#### What is being asked
Repeat only the lines from the one holding "Where can the white cleat" down to the last line of the listing below, including both of those lines.

#### Source data
━━━

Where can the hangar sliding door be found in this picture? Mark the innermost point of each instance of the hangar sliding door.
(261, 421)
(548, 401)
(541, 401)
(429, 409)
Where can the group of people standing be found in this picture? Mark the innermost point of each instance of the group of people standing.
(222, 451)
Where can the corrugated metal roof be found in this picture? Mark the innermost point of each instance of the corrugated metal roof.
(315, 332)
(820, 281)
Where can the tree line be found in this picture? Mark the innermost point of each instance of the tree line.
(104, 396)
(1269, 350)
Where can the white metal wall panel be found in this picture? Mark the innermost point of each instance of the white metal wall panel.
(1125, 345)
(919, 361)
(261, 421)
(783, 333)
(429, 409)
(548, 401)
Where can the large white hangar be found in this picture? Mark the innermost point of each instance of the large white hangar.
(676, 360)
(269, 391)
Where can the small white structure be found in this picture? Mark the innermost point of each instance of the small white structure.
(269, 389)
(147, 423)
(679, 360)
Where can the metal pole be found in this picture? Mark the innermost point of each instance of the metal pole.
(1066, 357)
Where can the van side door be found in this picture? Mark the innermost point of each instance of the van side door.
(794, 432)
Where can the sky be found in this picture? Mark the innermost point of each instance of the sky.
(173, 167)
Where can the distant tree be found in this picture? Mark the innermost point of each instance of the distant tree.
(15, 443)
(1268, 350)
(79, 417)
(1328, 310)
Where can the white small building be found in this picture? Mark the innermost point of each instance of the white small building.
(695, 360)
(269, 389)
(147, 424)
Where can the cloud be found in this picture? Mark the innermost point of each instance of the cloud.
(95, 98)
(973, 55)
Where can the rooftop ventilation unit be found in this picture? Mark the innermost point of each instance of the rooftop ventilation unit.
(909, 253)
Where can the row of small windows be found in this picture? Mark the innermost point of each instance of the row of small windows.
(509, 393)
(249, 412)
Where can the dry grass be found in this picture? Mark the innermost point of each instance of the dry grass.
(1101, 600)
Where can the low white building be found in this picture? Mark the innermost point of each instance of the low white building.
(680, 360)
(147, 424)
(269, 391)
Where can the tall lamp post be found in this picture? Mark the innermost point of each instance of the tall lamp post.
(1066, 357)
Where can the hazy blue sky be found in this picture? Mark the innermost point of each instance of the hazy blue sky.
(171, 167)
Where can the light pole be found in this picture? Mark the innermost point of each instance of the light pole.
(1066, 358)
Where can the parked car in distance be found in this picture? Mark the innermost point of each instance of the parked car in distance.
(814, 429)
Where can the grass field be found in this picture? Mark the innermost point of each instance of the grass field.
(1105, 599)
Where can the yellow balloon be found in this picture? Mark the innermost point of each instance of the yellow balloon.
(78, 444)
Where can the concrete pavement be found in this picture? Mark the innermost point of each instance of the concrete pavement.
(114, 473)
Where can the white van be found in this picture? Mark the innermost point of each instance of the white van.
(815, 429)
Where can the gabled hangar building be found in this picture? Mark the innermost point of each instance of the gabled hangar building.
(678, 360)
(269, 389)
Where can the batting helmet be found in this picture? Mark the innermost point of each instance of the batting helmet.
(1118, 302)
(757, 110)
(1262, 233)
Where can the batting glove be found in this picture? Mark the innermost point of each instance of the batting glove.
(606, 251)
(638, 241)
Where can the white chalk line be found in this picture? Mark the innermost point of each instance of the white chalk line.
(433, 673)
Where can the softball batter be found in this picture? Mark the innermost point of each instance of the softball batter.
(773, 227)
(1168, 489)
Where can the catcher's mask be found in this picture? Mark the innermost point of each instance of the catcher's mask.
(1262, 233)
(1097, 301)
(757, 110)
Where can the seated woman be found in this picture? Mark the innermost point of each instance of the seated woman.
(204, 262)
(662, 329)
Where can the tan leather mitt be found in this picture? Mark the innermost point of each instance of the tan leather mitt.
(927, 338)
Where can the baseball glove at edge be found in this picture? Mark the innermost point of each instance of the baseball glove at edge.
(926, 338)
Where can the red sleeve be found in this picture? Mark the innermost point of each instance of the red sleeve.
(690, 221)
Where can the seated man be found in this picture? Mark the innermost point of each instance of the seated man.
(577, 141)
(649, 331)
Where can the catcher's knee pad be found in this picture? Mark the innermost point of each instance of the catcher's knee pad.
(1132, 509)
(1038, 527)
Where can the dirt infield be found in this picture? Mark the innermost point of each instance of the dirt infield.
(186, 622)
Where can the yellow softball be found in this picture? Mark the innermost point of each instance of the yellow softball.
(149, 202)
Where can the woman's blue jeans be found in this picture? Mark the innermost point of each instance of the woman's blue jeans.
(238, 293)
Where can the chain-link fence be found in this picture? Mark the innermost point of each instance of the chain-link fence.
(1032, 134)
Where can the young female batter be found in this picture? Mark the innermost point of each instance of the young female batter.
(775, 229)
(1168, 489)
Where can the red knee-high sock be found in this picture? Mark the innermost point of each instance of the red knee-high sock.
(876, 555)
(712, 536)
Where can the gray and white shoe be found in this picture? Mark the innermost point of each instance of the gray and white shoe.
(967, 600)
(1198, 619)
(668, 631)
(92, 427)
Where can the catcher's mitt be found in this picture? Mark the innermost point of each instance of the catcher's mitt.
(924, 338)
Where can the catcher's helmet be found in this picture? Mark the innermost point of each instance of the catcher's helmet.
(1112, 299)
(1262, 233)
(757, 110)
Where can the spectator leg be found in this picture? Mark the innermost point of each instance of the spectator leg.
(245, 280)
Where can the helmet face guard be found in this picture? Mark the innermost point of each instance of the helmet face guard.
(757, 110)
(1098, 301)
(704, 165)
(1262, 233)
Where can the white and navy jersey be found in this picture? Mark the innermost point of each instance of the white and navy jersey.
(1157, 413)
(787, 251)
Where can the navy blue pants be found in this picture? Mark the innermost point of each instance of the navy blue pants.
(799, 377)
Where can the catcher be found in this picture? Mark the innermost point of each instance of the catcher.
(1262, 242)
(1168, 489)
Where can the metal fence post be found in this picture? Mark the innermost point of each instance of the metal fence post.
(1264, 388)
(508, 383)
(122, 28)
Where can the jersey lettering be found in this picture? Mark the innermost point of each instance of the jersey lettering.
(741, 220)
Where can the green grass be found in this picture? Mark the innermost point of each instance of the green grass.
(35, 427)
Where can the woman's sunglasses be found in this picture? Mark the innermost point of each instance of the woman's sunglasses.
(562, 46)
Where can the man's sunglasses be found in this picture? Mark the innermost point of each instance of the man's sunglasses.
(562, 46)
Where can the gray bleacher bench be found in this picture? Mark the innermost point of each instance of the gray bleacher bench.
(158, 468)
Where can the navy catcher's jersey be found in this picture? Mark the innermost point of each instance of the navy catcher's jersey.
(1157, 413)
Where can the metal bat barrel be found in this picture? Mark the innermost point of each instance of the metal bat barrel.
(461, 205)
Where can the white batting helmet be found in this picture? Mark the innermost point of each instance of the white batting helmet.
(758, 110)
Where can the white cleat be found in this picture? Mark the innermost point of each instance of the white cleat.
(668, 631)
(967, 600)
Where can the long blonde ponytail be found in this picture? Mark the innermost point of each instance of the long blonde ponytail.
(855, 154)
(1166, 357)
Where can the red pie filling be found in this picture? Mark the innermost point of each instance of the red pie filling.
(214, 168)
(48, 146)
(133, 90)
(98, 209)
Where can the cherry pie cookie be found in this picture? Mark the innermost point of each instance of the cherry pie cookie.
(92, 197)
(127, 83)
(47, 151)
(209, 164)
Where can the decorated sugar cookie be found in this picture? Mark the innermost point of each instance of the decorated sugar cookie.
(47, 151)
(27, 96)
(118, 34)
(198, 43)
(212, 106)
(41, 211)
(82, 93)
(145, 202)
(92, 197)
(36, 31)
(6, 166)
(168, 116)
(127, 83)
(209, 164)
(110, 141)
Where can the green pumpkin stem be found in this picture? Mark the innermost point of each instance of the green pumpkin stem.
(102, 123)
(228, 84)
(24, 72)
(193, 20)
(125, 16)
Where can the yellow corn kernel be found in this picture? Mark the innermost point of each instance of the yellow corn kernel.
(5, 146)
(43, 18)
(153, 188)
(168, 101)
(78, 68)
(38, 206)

━━━

#### Result of the task
Where can the white cleat be found in this picture? Mark the innermost point of each instance of the white cleat.
(668, 631)
(967, 600)
Where can the long blonde ponytail be found in this picture? Mark the innermost point of each instance of the long blonde ponytail.
(855, 154)
(1166, 357)
Where can the red pie filling be found in this picture? Mark the innermost point of each instance of the red pie filling.
(214, 168)
(48, 146)
(133, 90)
(98, 209)
Where can the cherry pie cookie be found in this picture? Mark the innermost point of each instance of the cherry pie cookie.
(92, 197)
(127, 83)
(47, 151)
(209, 164)
Where can the decorated sugar cookie be found in this picture? Mark the innermost point of each instance of the decorated sugar cookie.
(47, 151)
(27, 96)
(118, 34)
(198, 43)
(212, 106)
(41, 211)
(82, 93)
(145, 202)
(92, 197)
(36, 31)
(6, 166)
(168, 116)
(127, 83)
(209, 164)
(110, 141)
Where can the green pumpkin stem be found in this picture? Mark the innermost point of each instance of the green pumpkin stem.
(102, 123)
(228, 84)
(24, 72)
(193, 20)
(125, 16)
Where can the yellow corn kernel be found in this picture? Mark the innermost point of each instance of the yellow corn kernel.
(5, 146)
(43, 18)
(153, 188)
(168, 101)
(78, 68)
(38, 206)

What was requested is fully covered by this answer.